Set task A: According to the passage on work/life balance below, at what time did the writer's work day end back when they were young?

Selected passage:
Why it’s harder than ever to create work/life balance
When you’re young, you just don’t have the experience or perspective to recognize that careers are a marathon, not a sprint and you have to remember to pace yourself because we’re all going to be working for a long, long time. While you may want to be seen as a “team player” and respond to your manager’s email on Saturday “just this once,” it’s these little moments that add up over time and start to chip away at your motivation and productivity.
Technology has made it so we have no boundaries around our time. There is a lack of clarity for everyone around when is “work time” and when is “play time” and we’re all competing against machines trying to keep an empty email inbox.
As a young person in the workforce you’ve been given a really difficult task, which is to determine for yourself how much you can work each day and when you’re going to work and when you’re to take time for yourself. When I was your age it was all very easy and simple to identify when to work and when to focus on myself. I knew that at 5:30pm my work day was over and it was time to see friends and relax.
What technology has done has made it so that you, the employee, have to create your own boundaries around your time and your energy. You have to determine how much you will and won’t work, how productive you can be in that moment and what makes sense for you in order to be mentally and physically healthy long-term. This isn’t something your company is going to put in your job description.

Task material:
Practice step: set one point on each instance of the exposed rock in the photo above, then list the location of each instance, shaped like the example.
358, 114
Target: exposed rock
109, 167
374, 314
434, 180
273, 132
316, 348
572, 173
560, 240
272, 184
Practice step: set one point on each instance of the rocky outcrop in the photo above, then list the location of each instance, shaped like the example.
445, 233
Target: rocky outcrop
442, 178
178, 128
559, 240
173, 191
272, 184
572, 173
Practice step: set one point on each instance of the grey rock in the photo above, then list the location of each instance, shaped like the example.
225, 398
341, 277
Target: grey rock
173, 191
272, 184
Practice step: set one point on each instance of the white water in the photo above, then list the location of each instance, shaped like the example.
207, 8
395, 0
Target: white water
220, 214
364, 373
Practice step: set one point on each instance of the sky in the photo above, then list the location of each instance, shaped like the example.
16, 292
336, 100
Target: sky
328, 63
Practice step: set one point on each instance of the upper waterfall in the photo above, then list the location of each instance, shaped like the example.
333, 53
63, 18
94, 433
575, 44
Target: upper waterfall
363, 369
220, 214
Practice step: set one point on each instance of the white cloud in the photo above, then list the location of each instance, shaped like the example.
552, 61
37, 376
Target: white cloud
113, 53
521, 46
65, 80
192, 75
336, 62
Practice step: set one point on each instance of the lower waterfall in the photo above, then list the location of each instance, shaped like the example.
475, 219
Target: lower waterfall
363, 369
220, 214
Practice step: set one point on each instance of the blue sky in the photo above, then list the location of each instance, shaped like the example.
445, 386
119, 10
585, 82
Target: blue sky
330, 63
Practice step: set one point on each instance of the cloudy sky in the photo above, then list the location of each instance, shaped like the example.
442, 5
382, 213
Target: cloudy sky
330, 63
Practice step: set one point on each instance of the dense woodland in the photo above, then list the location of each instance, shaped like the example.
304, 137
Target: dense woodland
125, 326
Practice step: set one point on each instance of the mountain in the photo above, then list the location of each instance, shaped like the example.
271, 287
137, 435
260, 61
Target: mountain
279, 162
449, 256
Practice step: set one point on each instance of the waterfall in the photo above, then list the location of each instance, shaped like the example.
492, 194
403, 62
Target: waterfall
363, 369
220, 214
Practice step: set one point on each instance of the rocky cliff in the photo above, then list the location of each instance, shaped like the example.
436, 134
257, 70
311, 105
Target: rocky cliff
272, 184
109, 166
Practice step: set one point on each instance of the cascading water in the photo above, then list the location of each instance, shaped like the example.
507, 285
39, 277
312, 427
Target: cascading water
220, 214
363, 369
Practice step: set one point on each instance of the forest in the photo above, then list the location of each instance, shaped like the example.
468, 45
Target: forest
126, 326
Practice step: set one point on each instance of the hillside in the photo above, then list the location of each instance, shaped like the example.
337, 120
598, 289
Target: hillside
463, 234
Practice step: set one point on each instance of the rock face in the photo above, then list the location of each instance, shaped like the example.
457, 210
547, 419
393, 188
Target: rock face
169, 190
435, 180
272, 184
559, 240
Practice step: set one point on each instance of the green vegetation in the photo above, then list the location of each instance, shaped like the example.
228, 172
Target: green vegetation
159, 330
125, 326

* * *

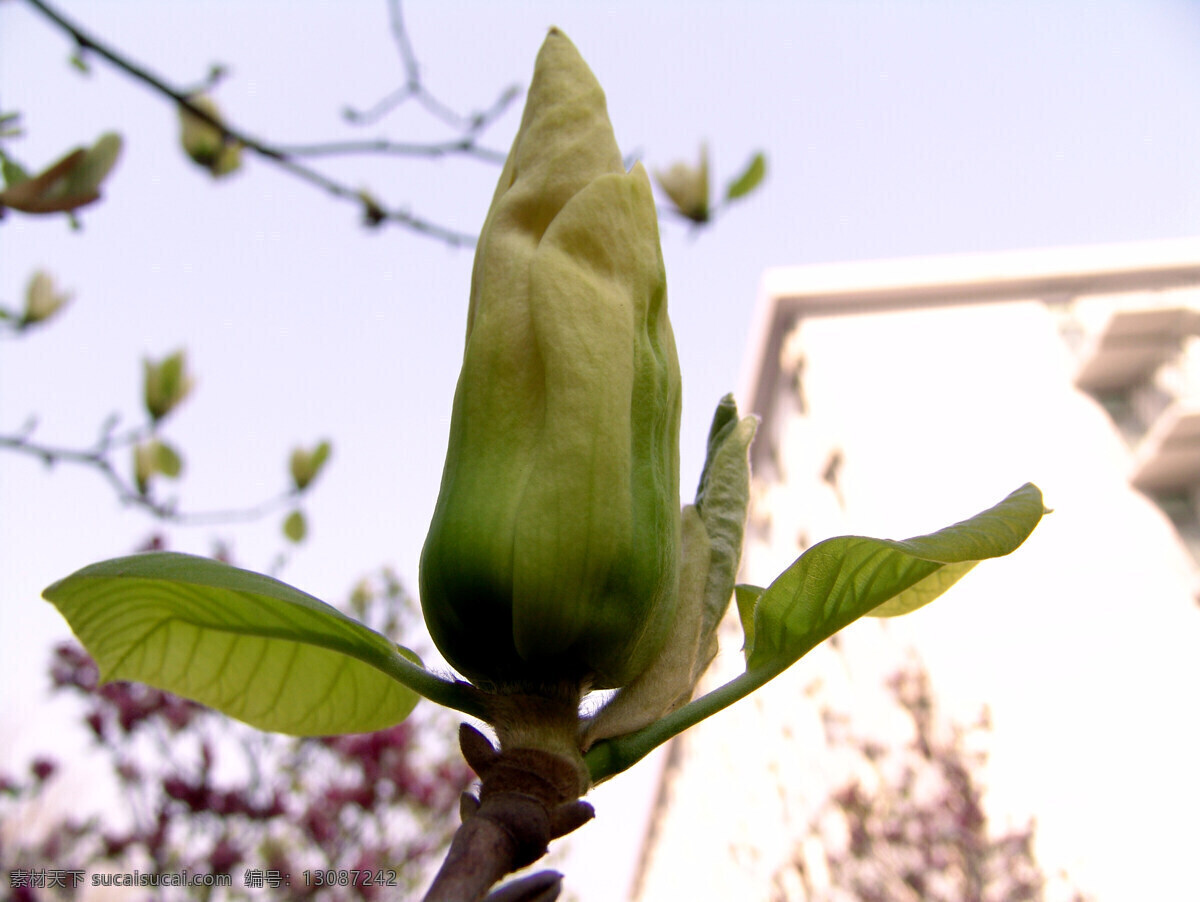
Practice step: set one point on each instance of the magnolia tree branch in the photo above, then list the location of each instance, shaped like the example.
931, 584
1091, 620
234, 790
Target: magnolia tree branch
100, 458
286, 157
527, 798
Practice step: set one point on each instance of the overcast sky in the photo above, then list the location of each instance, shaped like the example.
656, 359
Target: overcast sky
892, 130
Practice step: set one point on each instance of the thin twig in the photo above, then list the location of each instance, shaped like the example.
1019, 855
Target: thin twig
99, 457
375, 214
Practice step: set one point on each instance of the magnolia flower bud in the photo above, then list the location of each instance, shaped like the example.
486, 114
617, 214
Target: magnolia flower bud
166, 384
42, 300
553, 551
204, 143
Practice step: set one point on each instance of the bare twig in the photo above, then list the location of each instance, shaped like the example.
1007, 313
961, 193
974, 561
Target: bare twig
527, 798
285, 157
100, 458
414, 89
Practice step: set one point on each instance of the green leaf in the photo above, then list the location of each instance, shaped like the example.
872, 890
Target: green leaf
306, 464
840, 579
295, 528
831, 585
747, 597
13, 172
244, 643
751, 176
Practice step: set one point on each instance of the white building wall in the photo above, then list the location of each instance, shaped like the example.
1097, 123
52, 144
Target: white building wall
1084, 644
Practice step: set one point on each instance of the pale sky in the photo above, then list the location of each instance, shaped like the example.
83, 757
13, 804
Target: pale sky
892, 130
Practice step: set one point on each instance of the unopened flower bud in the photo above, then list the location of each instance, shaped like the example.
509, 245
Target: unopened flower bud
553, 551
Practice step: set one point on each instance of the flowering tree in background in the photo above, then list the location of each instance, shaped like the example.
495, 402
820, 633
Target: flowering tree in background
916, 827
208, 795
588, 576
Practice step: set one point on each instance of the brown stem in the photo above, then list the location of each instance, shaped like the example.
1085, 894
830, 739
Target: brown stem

--

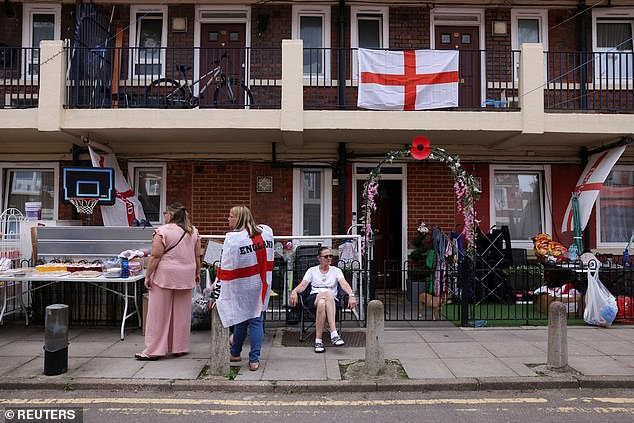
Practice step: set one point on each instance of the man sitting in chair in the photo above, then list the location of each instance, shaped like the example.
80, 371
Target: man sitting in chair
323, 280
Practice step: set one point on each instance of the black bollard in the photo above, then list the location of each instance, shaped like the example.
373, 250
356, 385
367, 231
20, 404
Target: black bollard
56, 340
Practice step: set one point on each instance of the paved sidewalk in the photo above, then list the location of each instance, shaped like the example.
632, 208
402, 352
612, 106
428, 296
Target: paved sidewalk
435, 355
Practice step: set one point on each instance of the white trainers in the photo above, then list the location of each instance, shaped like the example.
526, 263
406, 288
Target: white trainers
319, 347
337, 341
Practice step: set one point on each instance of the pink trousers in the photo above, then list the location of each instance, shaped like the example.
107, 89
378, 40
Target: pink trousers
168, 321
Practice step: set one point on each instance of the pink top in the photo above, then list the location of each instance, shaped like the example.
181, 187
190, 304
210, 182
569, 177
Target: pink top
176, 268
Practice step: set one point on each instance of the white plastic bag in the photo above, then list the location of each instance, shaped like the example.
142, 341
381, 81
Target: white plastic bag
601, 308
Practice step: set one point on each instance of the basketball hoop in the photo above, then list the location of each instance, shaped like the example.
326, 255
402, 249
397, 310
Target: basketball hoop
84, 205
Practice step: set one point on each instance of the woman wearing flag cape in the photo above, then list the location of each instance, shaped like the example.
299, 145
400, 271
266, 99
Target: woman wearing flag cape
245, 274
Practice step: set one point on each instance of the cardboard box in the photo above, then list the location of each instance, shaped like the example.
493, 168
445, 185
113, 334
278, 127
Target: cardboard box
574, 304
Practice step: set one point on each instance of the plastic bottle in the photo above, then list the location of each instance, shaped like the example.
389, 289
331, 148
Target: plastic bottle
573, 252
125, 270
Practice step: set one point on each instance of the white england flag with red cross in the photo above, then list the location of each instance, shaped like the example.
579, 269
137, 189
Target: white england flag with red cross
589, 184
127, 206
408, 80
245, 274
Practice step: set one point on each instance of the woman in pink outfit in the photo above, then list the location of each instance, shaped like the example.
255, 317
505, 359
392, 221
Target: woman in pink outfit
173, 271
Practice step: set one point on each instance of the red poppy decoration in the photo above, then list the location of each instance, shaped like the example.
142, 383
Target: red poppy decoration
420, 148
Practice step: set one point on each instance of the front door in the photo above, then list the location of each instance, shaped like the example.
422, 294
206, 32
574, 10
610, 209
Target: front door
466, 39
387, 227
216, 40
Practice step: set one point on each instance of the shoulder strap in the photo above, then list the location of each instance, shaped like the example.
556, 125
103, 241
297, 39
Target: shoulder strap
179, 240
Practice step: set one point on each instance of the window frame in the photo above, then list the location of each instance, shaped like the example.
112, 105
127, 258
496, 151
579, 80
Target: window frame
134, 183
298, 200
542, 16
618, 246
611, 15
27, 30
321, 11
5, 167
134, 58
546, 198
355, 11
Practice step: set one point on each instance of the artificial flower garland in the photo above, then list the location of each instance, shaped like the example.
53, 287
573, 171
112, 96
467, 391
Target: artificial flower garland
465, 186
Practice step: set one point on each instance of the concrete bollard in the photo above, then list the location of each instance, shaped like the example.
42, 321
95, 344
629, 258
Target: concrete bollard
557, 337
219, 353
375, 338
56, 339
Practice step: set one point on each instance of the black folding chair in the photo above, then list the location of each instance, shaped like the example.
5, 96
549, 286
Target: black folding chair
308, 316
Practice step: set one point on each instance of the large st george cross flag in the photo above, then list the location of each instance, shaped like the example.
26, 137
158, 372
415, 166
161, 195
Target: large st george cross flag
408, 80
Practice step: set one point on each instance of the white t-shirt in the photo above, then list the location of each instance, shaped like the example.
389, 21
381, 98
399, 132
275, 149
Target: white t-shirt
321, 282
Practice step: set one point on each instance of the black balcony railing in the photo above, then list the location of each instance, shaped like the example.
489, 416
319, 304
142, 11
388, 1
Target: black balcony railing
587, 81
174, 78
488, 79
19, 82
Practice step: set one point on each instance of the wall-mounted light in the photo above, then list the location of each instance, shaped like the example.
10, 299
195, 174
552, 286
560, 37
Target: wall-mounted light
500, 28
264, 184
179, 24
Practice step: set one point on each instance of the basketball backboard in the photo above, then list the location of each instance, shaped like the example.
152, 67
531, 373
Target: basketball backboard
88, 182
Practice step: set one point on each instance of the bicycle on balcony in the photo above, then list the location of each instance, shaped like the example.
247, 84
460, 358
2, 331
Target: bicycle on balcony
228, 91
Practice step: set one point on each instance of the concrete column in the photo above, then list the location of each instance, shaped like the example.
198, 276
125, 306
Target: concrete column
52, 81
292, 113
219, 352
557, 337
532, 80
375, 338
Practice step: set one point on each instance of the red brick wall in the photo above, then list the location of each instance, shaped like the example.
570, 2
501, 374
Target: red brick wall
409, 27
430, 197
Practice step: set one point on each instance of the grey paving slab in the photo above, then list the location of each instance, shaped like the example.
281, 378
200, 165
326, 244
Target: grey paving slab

Set task B: From the listing above, pull out every line that contains the string "dense". Case counts.

Expected answer A: At 5:30pm.

Expected answer B:
Practice step: set one point on each instance of the dense woodland in the photo above, then list the location of each instance, shaped like the example.
Target: dense woodland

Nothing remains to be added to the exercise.